(Document extract Opens)

In This Issue
The Bush administration’s internal discussions of regulatory changes to the Endangered Species Act included an across-the-board overhaul that would have scaled back the government’s power to list species or prevent disruptive activities in their habitat, according to a draft proposal circulated March 27 by the Center for Biological Diversity.
Rather than hone in on a particular regulation, the proposal calls for rewriting the law’s definitions of habitat, of what it means to place a species in “jeopardy,” of when agencies have to consult on the possible effects of their actions, and calls for giving greater power to states. Interior officials said the document does not necessarily reflect the agency’s current work on the law.
Administration officials have been silent on Interior’s efforts to overhaul the regulations, repeatedly saying they were considering suggestions from last summer’s “cooperative conservation listening sessions,” but insisting the process was just beginning. But the proposals released March 27 included 114 pages of detailed regulatory language that had apparently circulated in the department for the past eight months.
A high-ranking Interior Department official systematically pressured career employees into changing scientific documents and findings related to Endangered Species Act listings, Interior’s Inspector General said in a report released March 28.
Julie MacDonald, Deputy Assistant Secretary for Fish, Wildlife and Parks, used her post to intervene in the Fish and Wildlife Service’s work on species listing and critical habitat decisions and sent information to third parties to use in challenging the service in court, Inspector General Earl Devaney reported.
The IG report marks the latest in a series of incidents on a range of environmental issues — from climate change to forests — in which Bush administration political appointees have attempted to censor documents or limit the distribution of scientific information.
In a historic hearing appearance March 21 before two House subcommittees, former Vice President Al Gore urged Congress to immediately freeze U.S. greenhouse gas emissions and reduce them 90 percent by mid-century. Gore called on lawmakers to tax the carbon content of fuels as a way to put the global climate change issue before Americans.
Gore also suggested that the United States push for the next global climate change treaty to begin in 2010, two years before the expiration of the Kyoto Protocol.
By using 2010 as a start point for the next treaty, the next U.S. president could “use his or her political chits” to get the country in an “all-out sprint” to reduce its own emissions.
Congress should also set up a “carbon neutral” federal mortgage company to support “green” homes, ban sales of incandescent light bulbs, and impose a moratorium on new coal-fired power plants built without the technology to capture and sequester carbon dioxide, said Gore.

(Document extract Closes)

**Explore the material:**
- A) Copy the environmental news roundup from "In a historic" up to and including "issue before Americans.", swapping "90 percent" for "80 percent".
- B) Write the next part of the environmental news roundup, starting after its final sentence.

(Recorded data Opens)

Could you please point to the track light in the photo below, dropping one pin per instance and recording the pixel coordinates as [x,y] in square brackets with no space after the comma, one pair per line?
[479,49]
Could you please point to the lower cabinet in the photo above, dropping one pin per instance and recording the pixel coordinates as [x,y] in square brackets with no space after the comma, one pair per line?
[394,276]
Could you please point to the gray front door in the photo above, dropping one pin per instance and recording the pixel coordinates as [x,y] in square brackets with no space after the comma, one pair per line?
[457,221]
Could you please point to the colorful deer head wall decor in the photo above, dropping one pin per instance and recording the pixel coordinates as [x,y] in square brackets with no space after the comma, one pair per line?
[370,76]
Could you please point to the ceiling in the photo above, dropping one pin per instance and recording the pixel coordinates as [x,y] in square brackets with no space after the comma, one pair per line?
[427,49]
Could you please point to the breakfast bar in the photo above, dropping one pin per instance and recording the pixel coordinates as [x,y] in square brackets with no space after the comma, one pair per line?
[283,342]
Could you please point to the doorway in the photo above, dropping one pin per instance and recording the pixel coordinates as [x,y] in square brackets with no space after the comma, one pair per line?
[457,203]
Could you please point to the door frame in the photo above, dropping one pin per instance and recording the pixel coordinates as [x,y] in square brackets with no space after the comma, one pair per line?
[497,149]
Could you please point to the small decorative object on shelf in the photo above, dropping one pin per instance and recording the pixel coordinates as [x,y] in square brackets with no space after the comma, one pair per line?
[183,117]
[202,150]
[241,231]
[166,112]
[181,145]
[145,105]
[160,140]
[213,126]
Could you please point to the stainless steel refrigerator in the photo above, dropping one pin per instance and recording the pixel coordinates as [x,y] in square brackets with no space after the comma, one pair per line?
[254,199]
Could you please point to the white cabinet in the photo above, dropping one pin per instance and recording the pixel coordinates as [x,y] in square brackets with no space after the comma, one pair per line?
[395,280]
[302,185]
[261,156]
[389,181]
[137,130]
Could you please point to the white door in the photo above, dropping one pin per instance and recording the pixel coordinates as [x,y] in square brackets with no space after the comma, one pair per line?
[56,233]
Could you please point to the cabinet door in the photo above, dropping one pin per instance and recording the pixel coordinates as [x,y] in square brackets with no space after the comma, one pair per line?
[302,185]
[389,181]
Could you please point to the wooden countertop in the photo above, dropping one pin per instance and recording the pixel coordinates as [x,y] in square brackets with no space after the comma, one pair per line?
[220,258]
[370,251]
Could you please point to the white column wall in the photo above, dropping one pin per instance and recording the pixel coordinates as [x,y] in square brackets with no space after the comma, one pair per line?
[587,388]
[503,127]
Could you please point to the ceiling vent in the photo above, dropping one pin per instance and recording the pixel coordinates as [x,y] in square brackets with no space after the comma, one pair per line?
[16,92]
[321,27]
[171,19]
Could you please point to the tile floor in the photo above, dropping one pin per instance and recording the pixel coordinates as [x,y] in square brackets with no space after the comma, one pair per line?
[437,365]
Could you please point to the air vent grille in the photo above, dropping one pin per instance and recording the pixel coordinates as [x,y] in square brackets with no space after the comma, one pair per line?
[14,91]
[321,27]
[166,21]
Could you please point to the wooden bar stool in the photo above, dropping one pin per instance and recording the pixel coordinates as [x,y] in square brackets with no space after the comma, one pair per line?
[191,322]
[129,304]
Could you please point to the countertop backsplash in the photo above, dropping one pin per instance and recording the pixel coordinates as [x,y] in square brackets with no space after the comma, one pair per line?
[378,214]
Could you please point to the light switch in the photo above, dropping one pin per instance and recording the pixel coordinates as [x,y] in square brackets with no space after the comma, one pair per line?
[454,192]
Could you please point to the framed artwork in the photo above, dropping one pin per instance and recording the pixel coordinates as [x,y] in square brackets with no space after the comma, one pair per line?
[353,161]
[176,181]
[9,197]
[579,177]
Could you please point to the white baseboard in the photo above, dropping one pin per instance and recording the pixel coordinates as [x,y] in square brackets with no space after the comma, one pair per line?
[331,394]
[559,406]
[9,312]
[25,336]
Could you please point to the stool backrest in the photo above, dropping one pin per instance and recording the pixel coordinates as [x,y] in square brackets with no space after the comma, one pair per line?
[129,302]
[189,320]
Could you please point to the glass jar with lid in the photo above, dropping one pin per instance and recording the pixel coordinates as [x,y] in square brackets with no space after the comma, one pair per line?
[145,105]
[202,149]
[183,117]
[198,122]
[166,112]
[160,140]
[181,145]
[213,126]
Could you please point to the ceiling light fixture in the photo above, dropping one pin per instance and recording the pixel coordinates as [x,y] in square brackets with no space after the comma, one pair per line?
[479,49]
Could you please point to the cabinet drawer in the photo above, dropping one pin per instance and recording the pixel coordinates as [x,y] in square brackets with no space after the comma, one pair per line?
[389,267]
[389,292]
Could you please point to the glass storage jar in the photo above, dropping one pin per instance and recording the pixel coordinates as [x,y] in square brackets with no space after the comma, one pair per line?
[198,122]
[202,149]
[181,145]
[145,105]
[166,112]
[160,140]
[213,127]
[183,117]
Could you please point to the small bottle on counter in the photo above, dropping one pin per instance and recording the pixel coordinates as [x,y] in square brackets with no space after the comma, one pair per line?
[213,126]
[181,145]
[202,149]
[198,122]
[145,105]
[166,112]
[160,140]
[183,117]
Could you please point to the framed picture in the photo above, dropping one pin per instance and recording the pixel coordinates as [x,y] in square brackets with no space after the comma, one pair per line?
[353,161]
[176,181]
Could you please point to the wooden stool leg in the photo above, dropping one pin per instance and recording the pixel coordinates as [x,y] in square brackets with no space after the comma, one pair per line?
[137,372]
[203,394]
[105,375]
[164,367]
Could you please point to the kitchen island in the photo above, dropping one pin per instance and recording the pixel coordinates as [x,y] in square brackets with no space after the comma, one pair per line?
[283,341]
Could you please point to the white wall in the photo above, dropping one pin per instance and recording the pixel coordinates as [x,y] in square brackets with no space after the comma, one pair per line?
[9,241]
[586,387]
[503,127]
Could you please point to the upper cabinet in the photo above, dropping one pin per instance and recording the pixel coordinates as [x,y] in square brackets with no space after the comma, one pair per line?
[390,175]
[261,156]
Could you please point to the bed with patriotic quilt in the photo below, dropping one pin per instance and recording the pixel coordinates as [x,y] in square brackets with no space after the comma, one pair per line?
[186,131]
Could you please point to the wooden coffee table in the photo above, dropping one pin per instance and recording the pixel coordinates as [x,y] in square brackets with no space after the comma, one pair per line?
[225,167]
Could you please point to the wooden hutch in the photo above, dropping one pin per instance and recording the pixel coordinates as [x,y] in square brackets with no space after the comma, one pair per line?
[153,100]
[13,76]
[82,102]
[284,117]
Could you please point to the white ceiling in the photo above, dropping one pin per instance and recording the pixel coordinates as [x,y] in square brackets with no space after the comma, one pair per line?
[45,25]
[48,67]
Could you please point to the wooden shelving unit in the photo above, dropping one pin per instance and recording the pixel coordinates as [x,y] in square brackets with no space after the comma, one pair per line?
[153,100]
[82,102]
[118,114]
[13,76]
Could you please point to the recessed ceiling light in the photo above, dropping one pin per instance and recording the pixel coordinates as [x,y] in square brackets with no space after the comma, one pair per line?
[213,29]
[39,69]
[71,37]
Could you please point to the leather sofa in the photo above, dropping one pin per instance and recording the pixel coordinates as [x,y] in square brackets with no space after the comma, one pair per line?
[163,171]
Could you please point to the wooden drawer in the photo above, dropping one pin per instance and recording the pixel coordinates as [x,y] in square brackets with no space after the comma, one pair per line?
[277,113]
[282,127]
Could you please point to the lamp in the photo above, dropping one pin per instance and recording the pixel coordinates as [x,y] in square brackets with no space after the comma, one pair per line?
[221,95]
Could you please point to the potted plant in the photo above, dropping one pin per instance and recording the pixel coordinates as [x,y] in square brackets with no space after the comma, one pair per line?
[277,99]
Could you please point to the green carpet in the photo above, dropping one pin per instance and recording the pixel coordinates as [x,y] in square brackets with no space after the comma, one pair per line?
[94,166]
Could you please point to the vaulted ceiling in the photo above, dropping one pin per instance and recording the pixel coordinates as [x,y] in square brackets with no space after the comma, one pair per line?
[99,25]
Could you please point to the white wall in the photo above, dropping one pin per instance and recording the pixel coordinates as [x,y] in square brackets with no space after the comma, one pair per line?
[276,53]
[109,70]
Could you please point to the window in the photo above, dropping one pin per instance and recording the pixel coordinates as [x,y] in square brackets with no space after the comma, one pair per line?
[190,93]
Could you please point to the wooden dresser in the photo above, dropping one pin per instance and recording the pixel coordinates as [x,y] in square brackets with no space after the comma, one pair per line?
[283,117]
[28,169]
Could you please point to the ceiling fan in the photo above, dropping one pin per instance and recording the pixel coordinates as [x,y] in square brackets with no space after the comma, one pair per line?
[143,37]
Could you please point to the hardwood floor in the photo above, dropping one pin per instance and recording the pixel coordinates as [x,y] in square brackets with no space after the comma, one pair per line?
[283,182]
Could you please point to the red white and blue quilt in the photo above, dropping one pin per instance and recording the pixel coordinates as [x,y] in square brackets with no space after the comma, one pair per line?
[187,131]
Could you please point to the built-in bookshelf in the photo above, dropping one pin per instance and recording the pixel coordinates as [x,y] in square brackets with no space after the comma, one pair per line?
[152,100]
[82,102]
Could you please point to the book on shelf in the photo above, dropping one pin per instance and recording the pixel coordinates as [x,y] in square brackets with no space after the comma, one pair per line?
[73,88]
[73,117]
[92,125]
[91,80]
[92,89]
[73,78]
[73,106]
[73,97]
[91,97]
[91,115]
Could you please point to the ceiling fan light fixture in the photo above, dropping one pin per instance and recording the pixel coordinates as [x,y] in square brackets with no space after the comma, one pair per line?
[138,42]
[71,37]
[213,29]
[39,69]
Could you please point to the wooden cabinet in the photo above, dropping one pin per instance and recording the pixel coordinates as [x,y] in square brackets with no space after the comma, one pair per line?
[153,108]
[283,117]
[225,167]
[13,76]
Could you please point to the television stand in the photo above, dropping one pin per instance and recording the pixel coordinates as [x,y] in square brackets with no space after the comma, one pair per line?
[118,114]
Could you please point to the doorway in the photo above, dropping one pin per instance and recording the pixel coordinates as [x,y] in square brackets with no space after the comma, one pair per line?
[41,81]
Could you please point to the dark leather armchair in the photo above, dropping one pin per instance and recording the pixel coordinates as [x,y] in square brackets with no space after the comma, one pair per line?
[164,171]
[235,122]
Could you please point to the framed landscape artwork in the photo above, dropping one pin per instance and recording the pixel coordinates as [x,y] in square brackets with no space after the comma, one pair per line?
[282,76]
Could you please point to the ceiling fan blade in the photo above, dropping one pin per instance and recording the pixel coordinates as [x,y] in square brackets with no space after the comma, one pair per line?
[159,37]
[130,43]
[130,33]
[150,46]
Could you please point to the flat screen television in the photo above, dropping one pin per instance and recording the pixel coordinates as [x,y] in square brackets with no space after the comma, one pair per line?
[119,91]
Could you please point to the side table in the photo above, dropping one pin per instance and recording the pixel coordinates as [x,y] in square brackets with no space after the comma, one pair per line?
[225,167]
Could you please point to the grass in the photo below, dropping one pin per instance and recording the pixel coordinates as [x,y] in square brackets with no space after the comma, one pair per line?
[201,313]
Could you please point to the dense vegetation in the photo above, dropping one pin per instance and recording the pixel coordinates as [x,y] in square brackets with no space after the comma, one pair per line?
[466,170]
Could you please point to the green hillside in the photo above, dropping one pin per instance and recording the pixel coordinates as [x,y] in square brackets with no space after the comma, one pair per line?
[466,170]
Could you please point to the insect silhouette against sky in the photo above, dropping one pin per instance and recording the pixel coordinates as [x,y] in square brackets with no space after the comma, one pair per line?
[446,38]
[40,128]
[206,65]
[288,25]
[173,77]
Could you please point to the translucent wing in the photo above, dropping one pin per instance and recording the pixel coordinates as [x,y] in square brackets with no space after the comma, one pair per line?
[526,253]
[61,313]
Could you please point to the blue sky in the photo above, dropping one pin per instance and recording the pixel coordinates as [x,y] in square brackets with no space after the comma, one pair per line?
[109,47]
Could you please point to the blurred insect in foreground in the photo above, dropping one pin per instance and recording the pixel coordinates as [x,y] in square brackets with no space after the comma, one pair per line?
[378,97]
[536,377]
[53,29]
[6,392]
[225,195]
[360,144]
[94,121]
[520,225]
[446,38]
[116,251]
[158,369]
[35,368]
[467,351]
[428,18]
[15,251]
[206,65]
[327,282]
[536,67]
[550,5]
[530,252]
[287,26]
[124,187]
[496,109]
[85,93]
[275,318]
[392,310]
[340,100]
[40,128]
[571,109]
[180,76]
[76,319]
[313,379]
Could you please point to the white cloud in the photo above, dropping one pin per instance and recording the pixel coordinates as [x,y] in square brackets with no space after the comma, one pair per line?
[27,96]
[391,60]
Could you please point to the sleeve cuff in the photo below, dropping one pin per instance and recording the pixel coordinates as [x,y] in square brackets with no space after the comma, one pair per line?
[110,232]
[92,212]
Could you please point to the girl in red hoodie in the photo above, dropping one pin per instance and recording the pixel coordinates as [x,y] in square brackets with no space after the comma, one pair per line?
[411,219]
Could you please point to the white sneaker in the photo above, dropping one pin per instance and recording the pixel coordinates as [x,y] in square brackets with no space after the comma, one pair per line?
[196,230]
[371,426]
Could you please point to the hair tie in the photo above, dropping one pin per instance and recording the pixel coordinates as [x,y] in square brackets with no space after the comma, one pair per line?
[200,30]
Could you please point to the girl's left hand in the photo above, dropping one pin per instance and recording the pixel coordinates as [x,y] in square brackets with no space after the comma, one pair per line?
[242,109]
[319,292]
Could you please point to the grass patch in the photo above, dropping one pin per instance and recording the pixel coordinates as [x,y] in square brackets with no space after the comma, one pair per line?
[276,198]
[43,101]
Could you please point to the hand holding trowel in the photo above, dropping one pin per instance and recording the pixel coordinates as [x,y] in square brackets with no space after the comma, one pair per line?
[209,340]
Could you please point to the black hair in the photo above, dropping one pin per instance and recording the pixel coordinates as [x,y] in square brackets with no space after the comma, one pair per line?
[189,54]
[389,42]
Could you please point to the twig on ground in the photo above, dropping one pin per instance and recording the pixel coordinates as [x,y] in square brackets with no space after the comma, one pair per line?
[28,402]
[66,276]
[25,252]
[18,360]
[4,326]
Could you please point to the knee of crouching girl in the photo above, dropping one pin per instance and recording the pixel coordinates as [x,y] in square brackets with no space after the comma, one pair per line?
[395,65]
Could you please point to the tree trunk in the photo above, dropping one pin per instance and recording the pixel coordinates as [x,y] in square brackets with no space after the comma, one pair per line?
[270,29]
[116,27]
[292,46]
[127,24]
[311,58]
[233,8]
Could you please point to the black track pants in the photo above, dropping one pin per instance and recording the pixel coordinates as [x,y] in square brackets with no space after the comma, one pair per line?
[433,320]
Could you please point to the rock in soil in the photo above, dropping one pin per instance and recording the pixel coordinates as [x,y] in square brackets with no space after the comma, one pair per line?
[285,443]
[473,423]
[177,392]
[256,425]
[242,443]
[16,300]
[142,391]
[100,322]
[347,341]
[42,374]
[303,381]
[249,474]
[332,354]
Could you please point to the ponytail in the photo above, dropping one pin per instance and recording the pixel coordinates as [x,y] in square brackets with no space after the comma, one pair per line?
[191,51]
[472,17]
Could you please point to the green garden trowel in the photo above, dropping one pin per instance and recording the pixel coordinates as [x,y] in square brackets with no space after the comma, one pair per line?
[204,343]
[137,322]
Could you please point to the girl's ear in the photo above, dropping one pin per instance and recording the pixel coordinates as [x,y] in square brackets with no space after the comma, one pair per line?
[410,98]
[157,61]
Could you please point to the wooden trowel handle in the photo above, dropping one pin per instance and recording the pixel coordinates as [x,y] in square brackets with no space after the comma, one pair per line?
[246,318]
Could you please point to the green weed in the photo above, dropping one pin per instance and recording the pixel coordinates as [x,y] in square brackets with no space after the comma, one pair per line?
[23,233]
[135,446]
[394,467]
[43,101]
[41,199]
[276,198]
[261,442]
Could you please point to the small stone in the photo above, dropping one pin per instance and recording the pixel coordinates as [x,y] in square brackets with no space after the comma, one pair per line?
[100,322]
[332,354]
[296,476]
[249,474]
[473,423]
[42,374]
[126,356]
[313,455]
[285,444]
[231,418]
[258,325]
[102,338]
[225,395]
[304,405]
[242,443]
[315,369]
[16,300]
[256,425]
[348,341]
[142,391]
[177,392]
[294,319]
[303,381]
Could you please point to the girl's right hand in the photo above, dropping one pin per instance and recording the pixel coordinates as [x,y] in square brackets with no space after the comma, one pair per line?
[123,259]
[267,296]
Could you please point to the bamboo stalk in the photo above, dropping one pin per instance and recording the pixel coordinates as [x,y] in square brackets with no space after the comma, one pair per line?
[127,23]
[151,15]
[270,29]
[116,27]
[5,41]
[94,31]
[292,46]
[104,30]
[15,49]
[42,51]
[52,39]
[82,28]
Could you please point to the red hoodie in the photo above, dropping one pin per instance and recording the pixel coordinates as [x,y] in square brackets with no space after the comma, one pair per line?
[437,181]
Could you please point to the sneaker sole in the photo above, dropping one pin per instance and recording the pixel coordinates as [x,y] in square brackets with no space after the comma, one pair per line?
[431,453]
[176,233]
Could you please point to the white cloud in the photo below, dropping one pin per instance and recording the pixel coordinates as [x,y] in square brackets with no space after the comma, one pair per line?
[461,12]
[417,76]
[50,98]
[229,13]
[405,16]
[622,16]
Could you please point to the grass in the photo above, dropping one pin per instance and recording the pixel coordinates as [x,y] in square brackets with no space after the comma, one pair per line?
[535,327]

(Recorded data Closes)

**Answers to each task:**
- A)
In a historic hearing appearance March 21 before two House subcommittees, former Vice President Al Gore urged Congress to immediately freeze U.S. greenhouse gas emissions and reduce them 80 percent by mid-century. Gore called on lawmakers to tax the carbon content of fuels as a way to put the global climate change issue before Americans.

- B)
Senator Pete Domenici (R-NM), a key Senate Republican, vowed March 26 to block global climate change legislation if emerging industrial nations do not make similar commitments.
China’s emissions are on track to surpass the United States as early as this year, according to recent media reports, driving the Senate Energy Committee’s ranking member to express concern that a new U.S. program would do little to address global climate change while simultaneously harming the domestic economy.
Domenici plans to hold firm unless he receives a signal from the White House that the president intends to quickly press developing nations into their own emission reduction commitments. Other examples that could win the Senator’s support include a voluntary agreement or international treaties, a Domenici spokesman said.
Congressional attention to allegations of scientific censorship continues with a House Science and Technology Committee hearing on whether the Bush administration has altered or suppressed the work of federal scientists.
But while earlier hearings focused on the work of federal climatologists, the House Science Investigations and Oversight Subcommittee took a broader look at its March 28 hearing. The wider focus is in line with the science panel’s jurisdiction over all federal non-defense research and development activities, Democratic aides said.
House Ways and Means Committee Chairman Charles Rangel (D-NY) unveiled a policy blueprint on March 27 that would prod the Bush administration toward writing further environmental standards into pending international trade agreements. The future trade agreements would “promote sustainable development” and address global climate change by requiring countries to implement and enforce current multilateral environmental agreements.
Examples of agreements the Democrats would enforce are the Convention on International Trade in Endangered Species of Wild Fauna and Flora (CITES), the Montreal Protocol, and the Ramsar Convention on Wetlands, according to a Democratic aide on Ways and Means.